**Records shown:**
·····

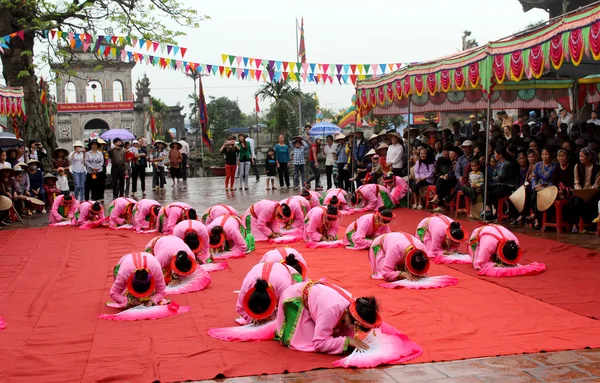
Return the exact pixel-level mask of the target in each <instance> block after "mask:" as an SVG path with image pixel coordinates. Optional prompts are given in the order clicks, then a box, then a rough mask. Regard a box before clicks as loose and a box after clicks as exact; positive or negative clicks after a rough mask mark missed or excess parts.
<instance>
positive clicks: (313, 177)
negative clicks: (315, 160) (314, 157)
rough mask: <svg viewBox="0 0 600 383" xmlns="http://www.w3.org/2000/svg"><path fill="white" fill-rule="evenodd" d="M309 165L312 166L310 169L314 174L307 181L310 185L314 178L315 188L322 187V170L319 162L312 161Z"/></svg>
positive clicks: (310, 162) (313, 179) (311, 166)
mask: <svg viewBox="0 0 600 383" xmlns="http://www.w3.org/2000/svg"><path fill="white" fill-rule="evenodd" d="M308 165H309V166H310V170H312V172H313V175H312V176H311V177H310V178H309V179H308V181H307V183H308V184H309V185H310V183H311V182H312V181H313V180H314V181H315V188H318V187H321V172H320V171H319V164H318V163H317V162H315V161H310V162H309V163H308Z"/></svg>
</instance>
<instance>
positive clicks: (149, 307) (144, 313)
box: [98, 302, 190, 321]
mask: <svg viewBox="0 0 600 383" xmlns="http://www.w3.org/2000/svg"><path fill="white" fill-rule="evenodd" d="M188 311H190V307H189V306H179V304H177V303H175V302H171V303H170V304H168V305H160V306H150V307H148V306H144V305H139V306H135V307H132V308H130V309H127V310H125V311H121V312H120V313H118V314H100V315H98V318H100V319H105V320H116V321H134V320H147V319H162V318H167V317H170V316H174V315H179V314H183V313H186V312H188Z"/></svg>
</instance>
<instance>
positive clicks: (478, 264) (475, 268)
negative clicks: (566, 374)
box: [469, 225, 519, 270]
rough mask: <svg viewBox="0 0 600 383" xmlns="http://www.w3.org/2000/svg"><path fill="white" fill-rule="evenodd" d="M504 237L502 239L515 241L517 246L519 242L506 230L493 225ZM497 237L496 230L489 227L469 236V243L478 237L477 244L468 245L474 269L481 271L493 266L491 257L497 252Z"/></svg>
mask: <svg viewBox="0 0 600 383" xmlns="http://www.w3.org/2000/svg"><path fill="white" fill-rule="evenodd" d="M494 226H496V227H497V228H498V229H500V231H501V232H502V234H503V235H504V237H505V238H506V239H507V240H509V241H511V240H512V241H515V242H516V243H517V245H518V244H519V240H518V239H517V237H516V236H515V235H514V234H513V233H511V232H510V231H509V230H508V229H506V228H504V227H503V226H499V225H494ZM488 234H491V235H488ZM498 236H499V233H498V230H497V229H495V228H494V227H492V225H489V226H482V227H480V228H478V229H476V230H474V231H473V233H472V234H471V239H469V243H471V242H473V241H475V240H476V239H477V237H479V241H478V242H479V243H476V244H474V245H473V246H471V245H469V255H471V257H472V258H473V266H474V267H475V269H477V270H479V269H483V268H486V267H491V266H494V264H495V262H494V259H493V256H494V255H495V254H496V252H497V251H498V243H499V241H498V239H497V238H496V237H498Z"/></svg>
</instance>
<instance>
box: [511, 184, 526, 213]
mask: <svg viewBox="0 0 600 383" xmlns="http://www.w3.org/2000/svg"><path fill="white" fill-rule="evenodd" d="M526 195H527V192H526V191H525V186H521V187H520V188H518V189H517V190H516V191H515V192H514V193H513V194H511V196H510V197H509V199H510V202H512V203H513V205H515V207H516V208H517V210H518V211H519V213H521V212H522V211H523V209H524V208H525V199H526V198H527V197H526Z"/></svg>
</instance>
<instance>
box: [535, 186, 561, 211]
mask: <svg viewBox="0 0 600 383" xmlns="http://www.w3.org/2000/svg"><path fill="white" fill-rule="evenodd" d="M557 195H558V188H557V187H556V186H548V187H545V188H543V189H542V190H540V191H539V192H538V197H537V201H538V210H539V211H546V210H548V209H549V208H550V206H552V204H553V203H554V201H556V196H557Z"/></svg>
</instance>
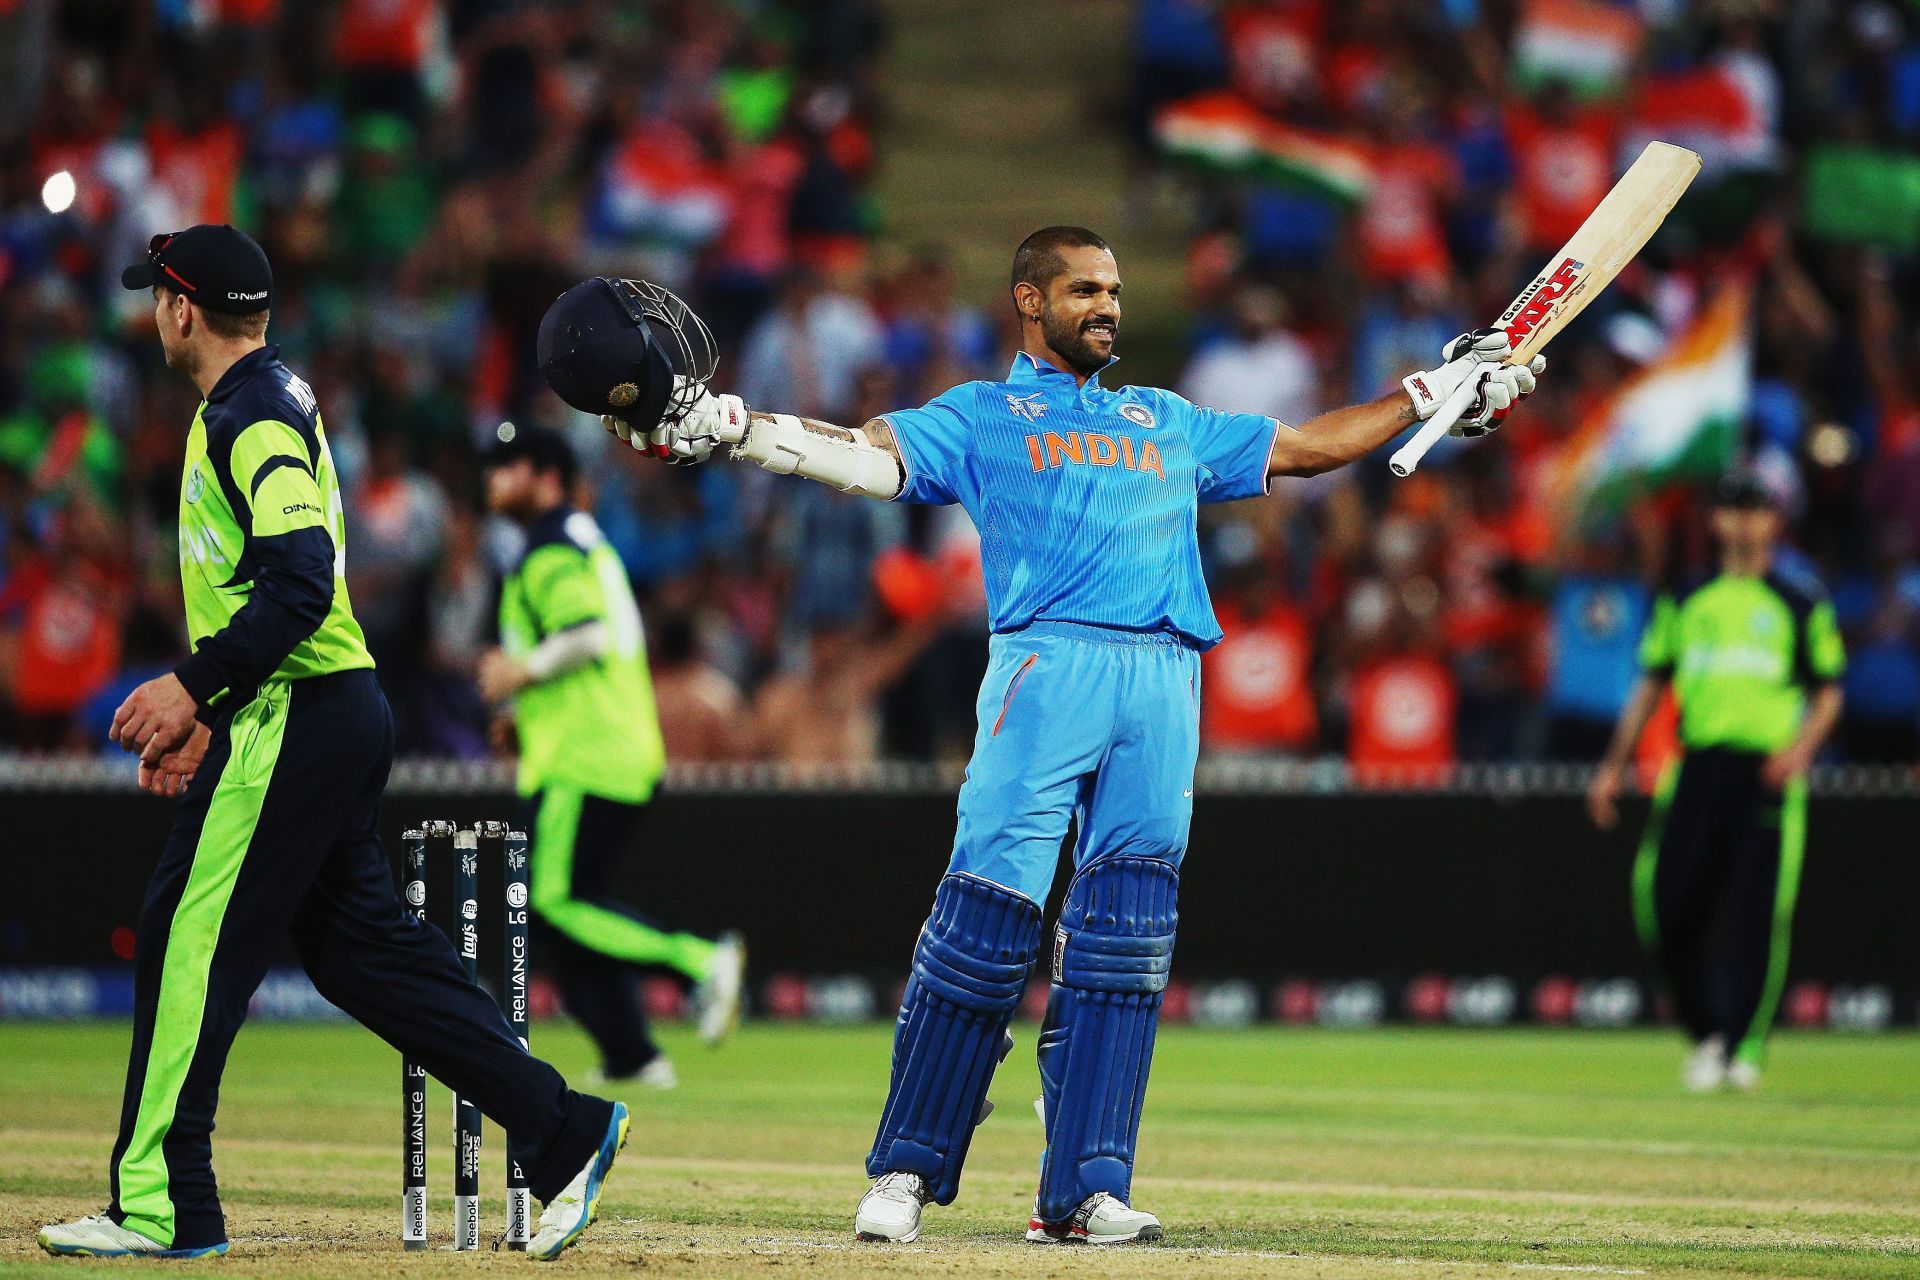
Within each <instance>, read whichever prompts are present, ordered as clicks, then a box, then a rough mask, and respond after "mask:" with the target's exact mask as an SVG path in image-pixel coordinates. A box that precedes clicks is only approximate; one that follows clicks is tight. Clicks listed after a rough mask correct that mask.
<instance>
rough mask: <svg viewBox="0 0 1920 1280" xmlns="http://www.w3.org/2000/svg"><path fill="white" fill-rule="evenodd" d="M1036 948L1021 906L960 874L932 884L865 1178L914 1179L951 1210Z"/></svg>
mask: <svg viewBox="0 0 1920 1280" xmlns="http://www.w3.org/2000/svg"><path fill="white" fill-rule="evenodd" d="M1039 946H1041V908H1037V906H1035V904H1033V902H1031V900H1029V898H1025V896H1021V894H1018V892H1014V890H1010V889H1002V887H1000V885H995V883H991V881H983V879H979V877H975V875H966V873H954V875H948V877H947V879H943V881H941V887H939V889H937V890H935V894H933V915H929V917H927V923H925V927H924V929H922V931H920V944H918V946H916V948H914V975H912V979H908V983H906V996H904V998H902V1000H900V1019H899V1025H897V1027H895V1032H893V1086H891V1090H889V1092H887V1109H885V1111H883V1113H881V1117H879V1134H877V1136H876V1138H874V1151H872V1153H870V1155H868V1157H866V1171H868V1174H870V1176H876V1178H877V1176H879V1174H883V1173H895V1171H902V1173H918V1174H920V1176H924V1178H925V1180H927V1188H929V1190H931V1192H933V1201H935V1203H941V1205H948V1203H952V1199H954V1196H956V1194H958V1192H960V1165H962V1163H964V1161H966V1150H968V1144H970V1142H972V1138H973V1125H975V1123H977V1121H979V1119H981V1111H983V1105H985V1102H987V1084H989V1082H991V1080H993V1069H995V1067H996V1065H998V1061H1000V1059H1002V1057H1004V1055H1006V1048H1004V1044H1006V1025H1008V1023H1010V1021H1012V1019H1014V1009H1016V1007H1018V1006H1020V992H1021V990H1023V988H1025V984H1027V971H1029V969H1031V967H1033V958H1035V952H1037V950H1039Z"/></svg>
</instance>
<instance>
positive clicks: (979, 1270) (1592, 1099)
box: [0, 1025, 1920, 1278]
mask: <svg viewBox="0 0 1920 1280" xmlns="http://www.w3.org/2000/svg"><path fill="white" fill-rule="evenodd" d="M1020 1040H1021V1046H1020V1050H1016V1054H1014V1057H1012V1059H1010V1061H1008V1065H1006V1069H1002V1071H1000V1077H998V1080H996V1084H995V1100H996V1103H998V1107H1000V1109H998V1113H996V1115H995V1117H993V1119H991V1121H989V1123H987V1126H985V1128H981V1132H979V1138H977V1142H975V1148H973V1157H972V1161H970V1171H968V1184H966V1188H964V1192H962V1197H960V1201H958V1203H956V1205H952V1207H950V1209H935V1211H931V1213H929V1226H927V1234H925V1236H924V1240H922V1244H920V1245H916V1247H910V1249H876V1247H862V1249H856V1247H852V1244H851V1238H849V1222H851V1213H852V1203H854V1199H856V1196H858V1192H860V1188H862V1174H860V1161H862V1157H864V1153H866V1146H868V1142H870V1138H872V1125H874V1119H876V1113H877V1107H879V1100H881V1092H883V1088H885V1067H887V1029H885V1027H849V1029H804V1027H768V1025H758V1027H749V1029H747V1031H745V1032H743V1034H741V1036H739V1038H737V1040H735V1042H733V1044H730V1046H726V1048H724V1050H718V1052H707V1050H701V1048H699V1046H695V1044H691V1042H689V1040H687V1036H685V1034H684V1032H678V1031H670V1032H668V1044H670V1048H672V1050H674V1055H676V1059H678V1061H680V1069H682V1079H684V1086H682V1088H680V1090H676V1092H670V1094H637V1096H630V1098H628V1102H632V1103H636V1126H634V1142H632V1144H630V1146H628V1153H626V1155H624V1157H622V1161H620V1167H618V1171H616V1173H614V1178H612V1184H611V1188H609V1196H607V1201H605V1205H603V1219H601V1226H595V1230H593V1232H591V1234H589V1236H588V1242H586V1244H584V1245H582V1249H578V1251H576V1253H574V1255H568V1263H566V1265H568V1267H572V1268H576V1270H591V1272H595V1274H601V1272H605V1274H611V1272H614V1270H618V1272H632V1270H634V1268H636V1267H639V1268H643V1270H645V1274H697V1276H716V1274H741V1272H758V1274H766V1272H772V1274H801V1272H804V1274H808V1276H854V1274H941V1276H975V1274H996V1276H998V1274H1004V1276H1041V1274H1046V1276H1054V1274H1068V1272H1083V1270H1085V1272H1091V1274H1100V1276H1110V1274H1112V1276H1131V1274H1139V1276H1156V1278H1165V1276H1256V1274H1275V1276H1400V1278H1415V1276H1528V1274H1534V1272H1542V1274H1555V1272H1571V1274H1582V1272H1584V1274H1649V1276H1678V1274H1686V1276H1916V1274H1920V1105H1916V1098H1914V1082H1916V1080H1920V1038H1916V1036H1912V1034H1889V1036H1876V1038H1843V1036H1816V1034H1791V1036H1784V1038H1782V1040H1780V1044H1778V1050H1776V1054H1774V1063H1772V1071H1770V1075H1768V1080H1766V1086H1764V1090H1763V1092H1759V1094H1755V1096H1715V1098H1688V1096H1682V1094H1680V1092H1678V1088H1676V1067H1678V1055H1680V1050H1678V1042H1676V1038H1674V1036H1670V1034H1659V1032H1549V1031H1507V1032H1452V1031H1375V1032H1331V1031H1240V1032H1210V1031H1196V1029H1169V1031H1167V1034H1165V1036H1164V1038H1162V1048H1160V1057H1158V1065H1156V1073H1154V1090H1152V1098H1150V1100H1148V1109H1146V1128H1144V1136H1142V1142H1140V1171H1142V1173H1140V1178H1139V1182H1137V1188H1135V1192H1137V1194H1135V1199H1137V1201H1139V1203H1140V1205H1142V1207H1150V1209H1154V1211H1156V1213H1160V1215H1162V1219H1165V1222H1167V1244H1165V1245H1162V1247H1140V1249H1123V1251H1117V1253H1102V1255H1100V1259H1098V1261H1091V1259H1089V1257H1087V1255H1083V1253H1071V1251H1060V1249H1033V1247H1025V1245H1018V1244H1014V1242H1016V1240H1018V1236H1016V1228H1018V1226H1021V1224H1023V1221H1025V1211H1027V1207H1029V1203H1031V1196H1033V1169H1035V1157H1037V1153H1039V1144H1041V1130H1039V1121H1037V1119H1035V1117H1033V1105H1031V1103H1033V1098H1035V1094H1037V1082H1035V1071H1033V1061H1031V1046H1033V1029H1031V1027H1021V1029H1020ZM125 1044H127V1029H125V1027H123V1025H77V1027H0V1059H4V1061H6V1063H8V1069H6V1071H4V1073H0V1140H4V1150H6V1151H8V1159H6V1161H4V1165H0V1274H15V1272H17V1274H25V1272H27V1267H35V1265H38V1263H40V1255H38V1251H36V1249H35V1247H33V1230H35V1228H36V1226H38V1224H40V1222H44V1221H50V1219H54V1217H71V1215H79V1213H86V1211H94V1209H98V1207H100V1205H102V1203H104V1199H106V1155H108V1148H109V1144H111V1134H113V1123H115V1115H117V1109H119V1088H121V1069H123V1057H125ZM536 1046H538V1048H540V1050H541V1052H543V1054H547V1055H551V1057H553V1059H555V1061H557V1065H561V1067H563V1069H564V1071H568V1075H586V1071H588V1067H589V1065H591V1057H589V1052H588V1046H586V1042H584V1040H582V1038H580V1036H578V1032H574V1031H572V1029H568V1027H545V1025H541V1027H536ZM397 1077H399V1065H397V1057H396V1055H394V1052H392V1050H388V1048H386V1046H382V1044H378V1042H376V1040H374V1038H372V1036H369V1034H365V1032H361V1031H357V1029H351V1027H267V1025H261V1027H250V1029H248V1031H246V1032H242V1038H240V1044H238V1048H236V1050H234V1059H232V1065H230V1071H228V1075H227V1084H225V1088H223V1098H221V1126H219V1134H217V1136H215V1157H217V1167H219V1173H221V1180H223V1188H225V1197H227V1209H228V1228H230V1232H232V1236H234V1253H232V1255H230V1257H228V1259H227V1261H223V1263H219V1265H221V1267H223V1268H240V1270H246V1272H257V1274H288V1276H292V1274H300V1276H309V1274H321V1276H348V1274H355V1276H357V1274H396V1272H397V1274H409V1276H411V1274H422V1276H424V1274H428V1272H434V1274H449V1268H472V1267H516V1265H520V1259H513V1257H509V1255H484V1257H453V1255H445V1253H428V1255H413V1257H405V1259H403V1257H401V1253H399V1251H397V1240H396V1228H397V1203H399V1197H397V1190H399V1151H397V1148H399V1142H397V1128H399V1100H397V1092H399V1086H397ZM445 1119H447V1107H445V1105H444V1103H442V1102H436V1103H434V1107H432V1111H430V1123H432V1128H434V1157H436V1161H438V1163H436V1167H434V1230H436V1234H438V1236H442V1238H444V1236H445V1232H447V1230H449V1209H447V1190H449V1184H447V1173H449V1159H447V1153H445V1148H447V1130H445ZM488 1153H490V1159H488V1182H486V1194H488V1215H490V1222H488V1226H490V1230H495V1228H497V1217H499V1140H497V1136H493V1134H490V1140H488ZM48 1261H52V1259H48ZM58 1265H65V1267H69V1268H73V1267H81V1268H83V1270H84V1268H86V1267H84V1265H75V1263H58ZM100 1267H113V1265H109V1263H106V1265H100ZM795 1268H799V1270H795Z"/></svg>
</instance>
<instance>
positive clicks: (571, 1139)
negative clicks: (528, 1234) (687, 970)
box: [109, 347, 612, 1253]
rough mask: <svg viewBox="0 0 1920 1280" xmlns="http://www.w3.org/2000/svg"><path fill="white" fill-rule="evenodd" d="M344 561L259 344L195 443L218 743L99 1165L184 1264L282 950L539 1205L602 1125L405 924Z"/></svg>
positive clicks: (147, 907) (202, 1221) (428, 946)
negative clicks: (492, 1140) (426, 1091)
mask: <svg viewBox="0 0 1920 1280" xmlns="http://www.w3.org/2000/svg"><path fill="white" fill-rule="evenodd" d="M344 564H346V512H344V510H342V503H340V484H338V480H336V474H334V464H332V457H330V455H328V449H326V432H324V428H323V424H321V415H319V411H317V405H315V399H313V390H311V388H309V386H307V384H305V382H301V380H300V378H298V376H296V374H294V372H290V370H288V368H286V365H282V363H280V361H278V355H276V351H275V347H261V349H257V351H253V353H250V355H246V357H242V359H240V361H236V363H234V365H232V367H230V368H228V370H227V374H225V376H221V380H219V384H217V386H215V388H213V391H211V393H209V395H207V399H205V401H204V403H202V405H200V411H198V413H196V415H194V424H192V430H190V434H188V447H186V466H184V472H182V476H180V583H182V593H184V599H186V618H188V629H190V639H192V656H188V658H186V660H184V662H182V664H180V666H179V668H177V670H175V674H177V676H179V677H180V683H182V685H186V691H188V693H192V695H194V700H196V702H198V704H200V708H202V712H200V714H202V718H204V720H205V722H207V723H209V727H211V741H209V747H207V754H205V760H204V762H202V766H200V770H198V771H196V775H194V781H192V785H190V787H188V791H186V796H184V798H182V800H180V804H179V810H177V814H175V819H173V829H171V833H169V837H167V846H165V850H163V852H161V858H159V864H157V867H156V869H154V879H152V883H150V885H148V892H146V902H144V906H142V910H140V921H138V933H136V948H134V1029H132V1052H131V1057H129V1067H127V1092H125V1100H123V1105H121V1126H119V1140H117V1142H115V1146H113V1171H111V1180H113V1203H111V1205H109V1215H111V1217H113V1219H115V1221H117V1222H121V1224H123V1226H129V1228H131V1230H136V1232H140V1234H144V1236H148V1238H152V1240H156V1242H159V1244H161V1245H165V1247H169V1249H175V1251H182V1253H188V1251H202V1249H211V1247H215V1245H221V1244H223V1242H225V1240H227V1226H225V1219H223V1215H221V1203H219V1194H217V1188H215V1180H213V1163H211V1130H213V1111H215V1102H217V1096H219V1082H221V1071H223V1067H225V1063H227V1052H228V1048H230V1046H232V1038H234V1034H236V1032H238V1031H240V1023H242V1021H244V1019H246V1011H248V1002H250V1000H252V996H253V988H255V986H257V984H259V981H261V977H263V975H265V971H267V965H269V963H271V961H273V960H275V958H276V956H278V954H280V952H282V948H284V946H286V938H288V936H292V940H294V946H296V948H298V952H300V960H301V963H303V965H305V969H307V973H309V975H311V979H313V984H315V986H317V988H319V992H321V994H323V996H326V998H328V1000H330V1002H334V1004H336V1006H340V1007H342V1009H346V1011H348V1013H351V1015H353V1017H357V1019H359V1021H361V1023H365V1025H367V1027H369V1029H372V1031H374V1032H376V1034H380V1036H382V1038H384V1040H388V1042H390V1044H394V1046H396V1048H399V1050H403V1052H405V1054H407V1055H409V1057H413V1059H415V1061H420V1063H424V1065H426V1069H428V1071H430V1073H432V1075H434V1077H438V1079H440V1080H444V1082H445V1084H449V1086H451V1088H455V1090H457V1092H459V1094H461V1096H463V1098H470V1100H474V1102H476V1103H478V1105H480V1109H482V1111H484V1113H486V1115H490V1117H493V1119H495V1121H497V1123H499V1125H501V1126H503V1128H507V1132H509V1134H513V1142H515V1150H516V1151H518V1153H520V1155H522V1167H524V1169H526V1173H528V1178H530V1184H532V1190H534V1194H536V1196H540V1197H541V1199H547V1197H551V1196H553V1194H557V1192H559V1190H561V1188H563V1186H564V1184H566V1180H568V1178H572V1176H574V1174H576V1173H578V1171H580V1167H582V1165H584V1163H586V1161H588V1159H589V1157H591V1155H593V1151H595V1150H597V1146H599V1142H601V1136H603V1134H605V1130H607V1125H609V1117H611V1115H612V1109H611V1103H607V1102H601V1100H597V1098H584V1096H580V1094H574V1092H570V1090H568V1088H566V1082H564V1080H563V1079H561V1077H559V1073H555V1071H553V1069H551V1067H547V1065H545V1063H541V1061H540V1059H536V1057H530V1055H528V1054H526V1050H524V1048H522V1046H520V1042H518V1040H516V1038H515V1034H513V1031H511V1027H509V1025H507V1019H505V1017H503V1015H501V1011H499V1007H497V1006H495V1004H493V1000H492V998H490V996H488V994H486V992H482V990H480V988H478V986H474V984H472V983H470V981H468V979H467V973H465V969H463V965H461V960H459V956H457V952H455V948H453V944H451V942H449V940H447V938H445V935H444V933H440V931H438V929H434V927H430V925H422V923H419V921H417V919H415V917H411V915H409V913H407V912H405V910H403V908H401V902H399V896H397V894H396V890H394V873H392V867H390V864H388V860H386V854H384V852H382V848H380V837H378V831H376V818H378V806H380V794H382V791H384V789H386V775H388V768H390V766H392V760H394V722H392V716H390V714H388V706H386V699H384V697H382V693H380V685H378V683H376V681H374V674H372V658H369V656H367V645H365V643H363V639H361V629H359V624H355V622H353V606H351V603H349V601H348V589H346V581H344V578H342V574H344ZM286 1136H288V1138H290V1140H298V1138H301V1134H286Z"/></svg>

·····

**What to produce:**
Print only the lines from the opening line of the listing to the line containing "165L312 166L310 169L314", inclusive, exactly as they appear and without pictures.

**Completed exercise:**
Return the exact pixel-level mask of the target in each <instance> block after "mask:" as an SVG path with image pixel coordinates. Optional prompts are given in the order clicks, then a box, then a rough mask. Regard a box before clicks as loose and a box after clicks as exact; positive or negative clicks after a rough mask mark missed or excess parts.
<instance>
positive clicks: (313, 177)
negative clicks: (315, 160) (314, 157)
rough mask: <svg viewBox="0 0 600 383" xmlns="http://www.w3.org/2000/svg"><path fill="white" fill-rule="evenodd" d="M309 165L312 166L310 169L314 174L307 181L310 185L314 178L315 188L322 187V170L319 162L312 161Z"/></svg>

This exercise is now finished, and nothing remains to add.